== Segment start ==

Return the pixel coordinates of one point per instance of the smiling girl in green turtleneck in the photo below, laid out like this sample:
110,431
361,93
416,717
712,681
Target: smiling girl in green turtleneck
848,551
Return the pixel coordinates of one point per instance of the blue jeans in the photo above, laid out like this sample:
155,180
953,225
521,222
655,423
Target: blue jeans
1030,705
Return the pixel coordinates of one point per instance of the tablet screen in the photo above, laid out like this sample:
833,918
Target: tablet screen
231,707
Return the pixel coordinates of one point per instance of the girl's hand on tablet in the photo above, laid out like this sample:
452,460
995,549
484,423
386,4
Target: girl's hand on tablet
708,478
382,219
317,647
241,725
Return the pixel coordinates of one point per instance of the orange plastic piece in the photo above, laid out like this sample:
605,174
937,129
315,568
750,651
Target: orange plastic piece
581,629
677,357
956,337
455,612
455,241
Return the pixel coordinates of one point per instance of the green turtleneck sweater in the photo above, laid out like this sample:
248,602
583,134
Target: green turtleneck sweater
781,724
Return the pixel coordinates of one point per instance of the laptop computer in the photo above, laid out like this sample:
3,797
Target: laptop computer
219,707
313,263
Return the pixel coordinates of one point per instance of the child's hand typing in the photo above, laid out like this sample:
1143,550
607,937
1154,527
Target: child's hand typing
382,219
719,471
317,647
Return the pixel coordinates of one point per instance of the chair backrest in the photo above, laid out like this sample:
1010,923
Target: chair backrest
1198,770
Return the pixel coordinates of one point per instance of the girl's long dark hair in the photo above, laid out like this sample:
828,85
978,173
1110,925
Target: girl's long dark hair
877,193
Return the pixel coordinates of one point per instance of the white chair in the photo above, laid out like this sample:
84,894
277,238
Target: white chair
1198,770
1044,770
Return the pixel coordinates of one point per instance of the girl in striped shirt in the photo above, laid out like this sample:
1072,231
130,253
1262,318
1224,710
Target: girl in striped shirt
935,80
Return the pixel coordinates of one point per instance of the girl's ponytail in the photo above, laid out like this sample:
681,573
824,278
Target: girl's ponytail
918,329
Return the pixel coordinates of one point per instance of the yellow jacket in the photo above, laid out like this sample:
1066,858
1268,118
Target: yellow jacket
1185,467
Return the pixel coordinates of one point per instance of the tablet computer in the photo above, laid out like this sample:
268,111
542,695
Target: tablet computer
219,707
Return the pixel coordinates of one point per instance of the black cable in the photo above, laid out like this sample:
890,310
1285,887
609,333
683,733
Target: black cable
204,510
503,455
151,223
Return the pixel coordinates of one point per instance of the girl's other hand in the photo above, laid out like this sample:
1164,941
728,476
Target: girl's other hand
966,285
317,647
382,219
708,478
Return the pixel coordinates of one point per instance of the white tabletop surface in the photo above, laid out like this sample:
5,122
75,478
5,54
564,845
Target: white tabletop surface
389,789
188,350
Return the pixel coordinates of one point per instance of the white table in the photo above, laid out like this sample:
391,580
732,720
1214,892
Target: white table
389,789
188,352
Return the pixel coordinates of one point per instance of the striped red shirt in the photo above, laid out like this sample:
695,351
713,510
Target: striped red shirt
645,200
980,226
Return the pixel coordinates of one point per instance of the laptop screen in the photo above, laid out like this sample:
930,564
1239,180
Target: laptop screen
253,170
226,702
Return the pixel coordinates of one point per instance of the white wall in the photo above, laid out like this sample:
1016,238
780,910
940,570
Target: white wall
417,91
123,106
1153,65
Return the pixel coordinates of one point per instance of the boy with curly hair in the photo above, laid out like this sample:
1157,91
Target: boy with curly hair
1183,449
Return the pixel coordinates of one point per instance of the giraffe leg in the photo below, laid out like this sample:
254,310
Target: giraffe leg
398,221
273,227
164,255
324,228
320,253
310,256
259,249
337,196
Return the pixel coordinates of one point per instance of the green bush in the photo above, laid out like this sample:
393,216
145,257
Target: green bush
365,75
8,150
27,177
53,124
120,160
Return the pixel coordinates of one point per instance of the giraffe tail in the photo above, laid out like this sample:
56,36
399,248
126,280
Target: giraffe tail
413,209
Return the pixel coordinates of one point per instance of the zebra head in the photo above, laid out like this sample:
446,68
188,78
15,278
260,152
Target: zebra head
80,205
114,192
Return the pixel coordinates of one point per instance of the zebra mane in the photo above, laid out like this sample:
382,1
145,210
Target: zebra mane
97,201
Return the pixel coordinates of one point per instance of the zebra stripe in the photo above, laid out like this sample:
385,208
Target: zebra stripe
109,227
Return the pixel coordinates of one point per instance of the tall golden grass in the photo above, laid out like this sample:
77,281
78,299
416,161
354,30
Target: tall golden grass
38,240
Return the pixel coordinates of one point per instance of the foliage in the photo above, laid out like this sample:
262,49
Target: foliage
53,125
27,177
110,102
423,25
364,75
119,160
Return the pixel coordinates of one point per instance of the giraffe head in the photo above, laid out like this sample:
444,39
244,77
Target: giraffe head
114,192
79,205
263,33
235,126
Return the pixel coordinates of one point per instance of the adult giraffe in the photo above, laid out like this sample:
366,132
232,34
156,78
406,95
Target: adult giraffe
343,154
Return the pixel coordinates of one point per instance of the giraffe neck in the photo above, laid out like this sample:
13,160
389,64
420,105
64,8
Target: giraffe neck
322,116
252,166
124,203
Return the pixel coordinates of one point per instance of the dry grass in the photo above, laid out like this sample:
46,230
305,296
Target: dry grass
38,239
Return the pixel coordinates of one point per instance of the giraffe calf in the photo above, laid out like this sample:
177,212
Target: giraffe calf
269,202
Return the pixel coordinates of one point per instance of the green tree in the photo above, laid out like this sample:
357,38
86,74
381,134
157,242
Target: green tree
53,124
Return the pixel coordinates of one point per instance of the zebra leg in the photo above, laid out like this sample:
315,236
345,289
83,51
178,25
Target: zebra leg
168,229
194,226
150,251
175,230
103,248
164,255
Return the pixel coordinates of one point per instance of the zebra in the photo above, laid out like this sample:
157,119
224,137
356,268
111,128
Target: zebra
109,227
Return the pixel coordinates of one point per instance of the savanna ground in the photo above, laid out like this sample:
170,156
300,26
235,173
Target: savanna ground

== Segment end ==

▸ Goal of the exercise:
Each line of the data is to be restated exactly.

▸ Answer box:
Return the pixel coordinates of one point per instance of the smiling girl in green turtleneck in the photo below, laid out like this sample:
110,431
361,93
416,717
712,681
Target: smiling girl in green turtleneck
848,551
Return the pixel coordinates of one point per instance of the blue jeans in the photo above, laid out like this sample:
155,180
953,225
521,222
655,423
Target: blue jeans
1030,705
Return the pixel coordinates of one point per instance of the tablet screen in the photo above, laid out like this sample:
833,918
Target: tablet screen
231,707
Return the pixel coordinates of one point per instance of the girl's hand on tablet in the photo above, laid out like this sample:
452,460
995,549
484,423
386,4
Target: girl's hand on tablet
708,478
382,219
317,647
241,725
Return the pixel coordinates of one point per instance of the orange plastic piece in the photo above, laid out like this sample:
605,174
937,129
315,568
750,651
Target: orange plastic piece
581,629
677,357
956,337
455,612
455,241
Return the pixel coordinates of one point per instance of the green turtleneck sweater in the photo above, laid out like this sample:
248,602
583,134
Target: green turtleneck sweater
781,724
Return the pixel coordinates of one point per instance of the laptop computer in the photo above, laid out like this sample:
3,797
Target: laptop computer
219,707
313,263
Return the pixel coordinates of one point per instance of the child's hand typing in the photo above, laid out like this sample:
1143,550
607,937
1154,527
Target: child's hand typing
382,219
719,471
317,647
Return the pixel coordinates of one point per instance of the chair backrest in the photo above, laid out like this sample:
1010,923
Target: chair backrest
1198,770
Return the pixel coordinates of one point per instance of the girl's long dark hair in the photo above, laid out like this sample:
828,85
978,173
1110,925
Target: girl's long dark hair
877,193
Return the pixel coordinates of one point per instance of the white chair in the photo above, laid out like this sample:
84,894
277,238
Target: white chair
1198,770
1044,770
Return the pixel coordinates of one point per instance of the girl in striped shirt in the photo above, laid out like this sample:
1072,231
130,253
1262,318
1224,710
Target: girl in striped shirt
935,80
Return the pixel coordinates of one point per instance of the girl's ponytail in the photo above, laid out like this sample:
681,573
824,278
Target: girl's ponytail
918,329
Return the pixel coordinates of one point per instance of the yellow jacket in the photo above, laid out like this sample:
1066,858
1268,118
Target: yellow jacket
1185,467
Return the pixel coordinates of one point per instance of the tablet computer in the photo above, laid out like this sample:
268,111
542,695
Target: tablet computer
219,707
Return the pixel coordinates of one point per instance of the black cable in the photo above, laid out like this sample:
890,310
1285,887
609,333
683,733
Target: black cable
204,510
503,455
151,223
Return the pixel coordinates of one point per instance of the girl's other hand in the photo above, laid out like this sample:
1164,941
728,476
Target: girl's other hand
966,285
317,647
382,219
708,478
Return the pixel coordinates of one point per instance of the white tabletop surface in the photo above, laid out like this sample:
5,122
75,478
5,54
564,845
Target: white tabletop surface
389,789
188,350
Return the pixel coordinates of one point per instance of the white table in the photo above, laid out like this sample:
391,580
732,720
1214,892
Target: white table
389,789
188,352
Return the pixel coordinates of one point per instance of the striped red shirt in the photo above, laid out like this sample:
695,351
713,510
Target: striped red shirt
645,200
980,226
Return the pixel coordinates of one point per instance of the laptop screen in the photo above, laid out like this sample:
930,564
1239,180
Target: laptop screen
253,170
226,702
Return the pixel coordinates of one point per instance of the white wall in the photo above, laid out like this sample:
1016,238
780,910
940,570
Target: white wall
417,91
123,106
1153,65
Return the pixel coordinates of one point per instance of the boy with curly hair in the photo above, laid out like this sample:
1157,91
Target: boy with curly hair
1183,449
Return the pixel coordinates of one point per instance of the giraffe leg in the photo below, laid out like this sample:
254,310
Target: giraffe leg
398,221
273,227
164,255
324,228
320,253
310,256
259,249
337,196
Return the pixel coordinates of one point per instance of the green bush in the photo above, laid out like this sample:
393,216
145,257
Target: green bush
365,75
8,150
27,177
53,124
120,160
Return the pixel coordinates of one point per instance of the giraffe tail in the photo above, laid out like this sample:
56,36
399,248
126,280
Target: giraffe tail
413,209
Return the pixel coordinates of one point per instance of the zebra head in the photo above, laid out like this sample:
446,68
188,78
15,278
260,152
Target: zebra head
80,205
114,192
Return the pixel coordinates of one point per instance of the zebra mane in the photo above, laid out like this sample:
382,1
145,210
Target: zebra mane
97,201
Return the pixel coordinates of one point per instance of the zebra stripe in the photo above, laid out like this sample:
385,208
Target: zebra stripe
109,227
Return the pixel coordinates of one point per instance of the tall golden grass in the photo above, laid out like this sample:
77,281
78,299
416,161
354,30
Target: tall golden grass
38,240
Return the pixel coordinates of one point per instance of the foliage in the photo above, laid out like this sample:
262,49
Target: foliage
53,125
27,177
110,102
423,25
364,75
119,160
Return the pixel coordinates of one point per instance of the giraffe head in the photo above, laid out like this sample:
444,39
244,77
Target: giraffe head
114,192
79,205
263,33
235,126
Return the pixel coordinates of one point per instance of the adult giraffe in the photo above, laid out like this sample:
366,132
232,34
156,78
406,95
Target: adult giraffe
343,154
Return the pixel coordinates of one point per instance of the giraffe neck in the photo above, laid out like this sample:
13,160
389,64
420,105
64,8
Target: giraffe neck
322,116
252,166
124,203
Return the pixel coordinates of one point per instance of the dry grass in the photo above, laid out like this sample:
46,230
305,296
Target: dry grass
38,239
Return the pixel coordinates of one point per instance of the giraffe calf in the photo above, laid out like this sample:
177,212
Target: giraffe calf
269,202
Return the pixel coordinates of one point per instance of the green tree in the photo above, laid out like this sample:
357,38
86,74
381,134
157,242
Target: green tree
53,124
Return the pixel coordinates of one point per instance of the zebra leg in the photo above, laid out like this sample:
315,236
345,289
83,51
178,25
Target: zebra leg
168,229
194,226
150,251
175,230
103,248
164,255
Return the pixel coordinates of one point per instance of the zebra in the photo above, laid out like this sample:
157,119
224,137
356,268
111,128
Target: zebra
109,227
Return the pixel coordinates of one point per instance of the savanna ground in the photo above, laid out like this sample:
170,156
300,26
235,173
Target: savanna ground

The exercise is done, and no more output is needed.